§ **TASK STATEMENT**
Retype, word for word, every line from the one holding "out the tree" through the one holding "x=202, y=58" in the entries below, both included, and only those lines.

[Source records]
####################
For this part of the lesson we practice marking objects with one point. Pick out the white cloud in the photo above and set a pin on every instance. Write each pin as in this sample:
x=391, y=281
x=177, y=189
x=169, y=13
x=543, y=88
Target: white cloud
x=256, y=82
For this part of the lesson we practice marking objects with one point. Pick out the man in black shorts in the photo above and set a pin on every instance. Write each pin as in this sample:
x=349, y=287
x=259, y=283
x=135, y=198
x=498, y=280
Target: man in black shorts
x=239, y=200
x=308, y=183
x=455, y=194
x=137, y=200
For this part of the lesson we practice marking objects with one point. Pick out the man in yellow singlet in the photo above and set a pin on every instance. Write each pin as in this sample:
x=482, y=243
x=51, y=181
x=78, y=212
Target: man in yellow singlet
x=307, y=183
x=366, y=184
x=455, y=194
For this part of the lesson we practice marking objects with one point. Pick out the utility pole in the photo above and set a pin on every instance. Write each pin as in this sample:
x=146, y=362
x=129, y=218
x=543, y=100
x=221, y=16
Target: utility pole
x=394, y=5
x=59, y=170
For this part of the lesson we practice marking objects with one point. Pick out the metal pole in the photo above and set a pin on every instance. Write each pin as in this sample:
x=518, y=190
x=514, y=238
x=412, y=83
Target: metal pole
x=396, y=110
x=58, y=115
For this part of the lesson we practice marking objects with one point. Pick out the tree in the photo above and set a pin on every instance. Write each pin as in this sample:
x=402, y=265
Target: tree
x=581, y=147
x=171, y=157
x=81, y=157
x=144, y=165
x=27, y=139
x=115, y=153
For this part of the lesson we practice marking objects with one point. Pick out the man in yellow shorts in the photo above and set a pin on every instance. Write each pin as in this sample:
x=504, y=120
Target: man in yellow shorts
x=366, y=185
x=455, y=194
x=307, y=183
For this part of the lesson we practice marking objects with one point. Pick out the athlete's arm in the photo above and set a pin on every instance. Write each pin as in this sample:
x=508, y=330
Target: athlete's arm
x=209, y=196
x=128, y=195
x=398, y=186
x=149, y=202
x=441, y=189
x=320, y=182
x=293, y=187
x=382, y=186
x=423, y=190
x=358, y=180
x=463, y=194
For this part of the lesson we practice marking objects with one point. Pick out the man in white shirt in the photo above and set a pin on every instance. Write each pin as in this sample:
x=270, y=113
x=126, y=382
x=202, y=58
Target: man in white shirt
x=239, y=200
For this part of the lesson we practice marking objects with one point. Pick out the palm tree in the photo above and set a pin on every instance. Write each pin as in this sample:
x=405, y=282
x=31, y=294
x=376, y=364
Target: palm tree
####################
§ **THE COMPLETED TASK**
For this part of the lesson we practice marking objects with one point. Pick out the tree in the photo above and set a pin on every instance. Write each pin as in this sample:
x=402, y=265
Target: tree
x=581, y=147
x=171, y=157
x=81, y=157
x=144, y=165
x=27, y=139
x=115, y=153
For this part of the lesson we practice marking objects with one point. Pick out the man in yellow shorts in the photo above and set a pin on every instance. Write each pin as in this sample:
x=504, y=120
Target: man in yellow shorts
x=366, y=185
x=455, y=194
x=307, y=183
For this part of the lesson we practice marking objects with one point. Pick out the athlete's arm in the photo above and set a pin on every instance. Write each pin as in this sample:
x=508, y=330
Target: athlete's arm
x=209, y=196
x=128, y=195
x=398, y=186
x=149, y=202
x=441, y=189
x=320, y=182
x=293, y=187
x=382, y=186
x=423, y=190
x=358, y=180
x=463, y=194
For this part of the lesson we practice marking objects with one point. Pick out the man in white shirt in the photo above and set a pin on every instance. Write each pin as in this sample:
x=270, y=113
x=126, y=382
x=202, y=58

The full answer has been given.